═══ Reading passage

PORTFOLIO MANAGEMENT MAY 2021 PAST PAPER

FRIDAY: 21 May 2021.       Time Allowed: 3 hours.

Answer ALL questions.   Marks allocated to each question are shown at the end of the question. Show ALL your workings.

QUESTION ONE

1.           Highlight four benefits of investing in an index fund.    (4 marks)

2.          You have been appointed as a fund manager for a pension development fund for civil servants in your country.

Required:

Draft an investment policy statement (IPS) for the fund, clearly indicating the key sections.      (10 marks)

3.           Examine three key differences between “traditional finance” and “behavioural finance”.      (6 marks)

(Total: 20 marks)

 

QUESTION TWO

1.            Felix Otieno, an analyst at Diamond Investment Fund has outlined the factor exposures of two stocks using macroeconomic factors as shown below:

Factor                                                 Stock A                          Stock B

Confidence                                                0.2                                     0.6

Time horizon                                             0.6                                     0.8

Inflation                                                 — 0.1                                  — 0.5

Business cycle                                          4.0                                     2.0

Market timing                                            1.0                                     0.7

 

Required:

Compute the factor exposures of a portfolio invested 50% in Stock A and remainder in Stock B. (3 marks)

Contrary to general forecasts, you expect strong economic growth with a slight increase in inflation. Recommend the stock that you should overweigh in your portfolio.    (2 marks)

2.          An investment advisor is counselling Susan Nkatha, a client who recently inherited Sh.l.2 billion and has above average risk tolerance (RA = 2) and wants returns that will outpace inflation in the long-term.

Susan expects to liquidate Sh.60 million of the portfolio in 12 months ideally without invading the initial capital. The alternative strategic asset allocation choices for Susan are as follows:

Investor’s forecasts

Asset allocation                                   Expected Return                    Standard deviation of return

A                                                                 10%                                                           20%

B                                                                 7%                                                              10%

C                                                                 5.25%                                                           5%

 

Required:

Determine the preferred asset allocation based on risk adjusted expected returns for the asset allocation. (5 marks)

Determine the shortfall level, RL, assuming that Susan’s desire is not to invade the Sh. 1.2 billion principal.  (2 marks)

Select the best asset allocation using Roy’s safety first criterion.     (3 marks)

══════
═══ Dataset excerpt

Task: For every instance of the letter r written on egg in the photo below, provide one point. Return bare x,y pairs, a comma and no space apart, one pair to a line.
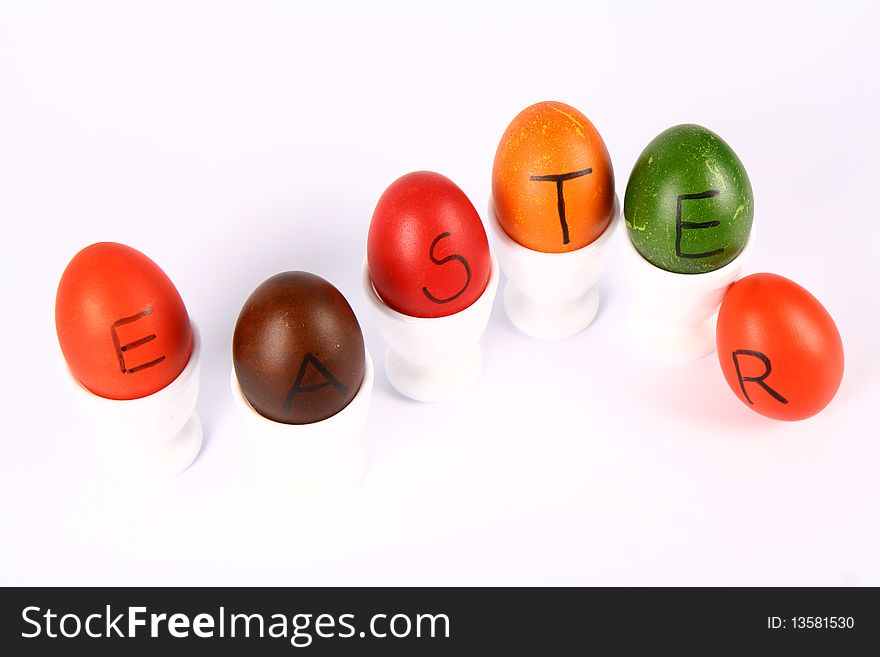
760,379
123,349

══════

-- Aim 1 --
In the portfolio management exam paper, how long do candidates have to finish?
-- Aim 2 --
Continue the portfolio management exam paper from where it stops.
The data after the exam paper comes from a different source.

-- Exercise result 1 --
3 hours.

-- Exercise result 2 --
3.           The following information relates to price movements of some selected shares:

Share                                Start of year 2020                                         End of year 2020

X                                                    110                                                                   130

Y                                                      76                                                                     72

Z                                                      95                                                                   100

 

Required:

Calculate the following types of means based on the holding period return:

Arithmetic mean.   (2 marks)

Geometric mean.    (2 marks)

Explain why a financial analyst is more likely to apply geometric mean as opposed to arithmetic mean. (1 mark)

(Total: 20 marks)

 

QUESTION THREE

1.          Summarise six assumptions of the capital asset pricing model (CAPM).      (6 marks)

2.        An investor has decided to invest Sh.1 million in the shares of two companies namely Edulink (E) and Bookstore (B).

The projections of returns from the shares of the two companies along with their probabilities are as follows:

Probability                               Edulink (%)                             Bookstore (%)

0.20                                                      12                                                   16

0.25                                                      14                                                   10

0.25                                                     —7                                                   28

0.30                                                      28                                                  —2

 

Required:

Determine the proportion of each of the above shares required to formulate a minimum risk portfolio.        (8 marks)

3.           Jeremiah Kiragu owns a portfolio with the following characteristics:

                                                        Security A                    Security B                           Risk free security

Factor 1 sensitivity                                       0.80                                  1.50                                                   0

Factor 2 sensitivity                                       0.60                                  1.20                                                   0

Expected return                                             15%                                  20%                                                10%

It is assumed that security returns are generated by a two factor model.

 

Required:

Determine the sensitivity of Kiragu’s portfolio to the two factors assuming that he has Sh.l million to invest and sell short Sh.500,000 of security B and purchases Sh.1,500,000 of security A.     (2 marks)

Determine the sensitivity of the portfolio to the two factors assuming that Kiragu borrows Sh.1 million at the risk free rate and invest the amount he borrows along with the original amount of Sh.1 million in security A and security B in the same proportion as described in  (i) above.     (2 marks)

Calculate the expected return premium of factor 2.      (2 marks)

(Total: 20 marks)

 

QUESTION FOUR

1.          Explain the meaning of the following types of risks that could affect a portfolio:

Compliance risk.    (1 mark)

Operational risk      (1 mark)

Counterparty risk.     (1 mark)

2.         Summarise three ways that could be used by a portfolio manager to manage credit risks.       (3 marks)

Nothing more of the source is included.